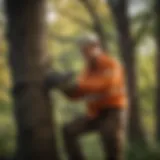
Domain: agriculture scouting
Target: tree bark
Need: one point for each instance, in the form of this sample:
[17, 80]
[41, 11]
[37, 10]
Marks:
[157, 36]
[126, 43]
[29, 64]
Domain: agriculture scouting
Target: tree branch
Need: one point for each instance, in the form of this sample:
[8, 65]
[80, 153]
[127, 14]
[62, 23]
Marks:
[142, 30]
[76, 19]
[98, 27]
[62, 38]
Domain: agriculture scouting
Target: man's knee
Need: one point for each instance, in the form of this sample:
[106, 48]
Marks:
[68, 130]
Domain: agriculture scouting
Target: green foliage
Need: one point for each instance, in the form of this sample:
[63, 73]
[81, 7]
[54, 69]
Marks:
[70, 19]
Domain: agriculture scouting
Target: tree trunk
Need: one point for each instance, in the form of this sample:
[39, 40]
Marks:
[157, 36]
[126, 43]
[28, 61]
---+---
Aim of the exercise: Give the number of lines above that hold "Target", with no other words.

Exercise result: 5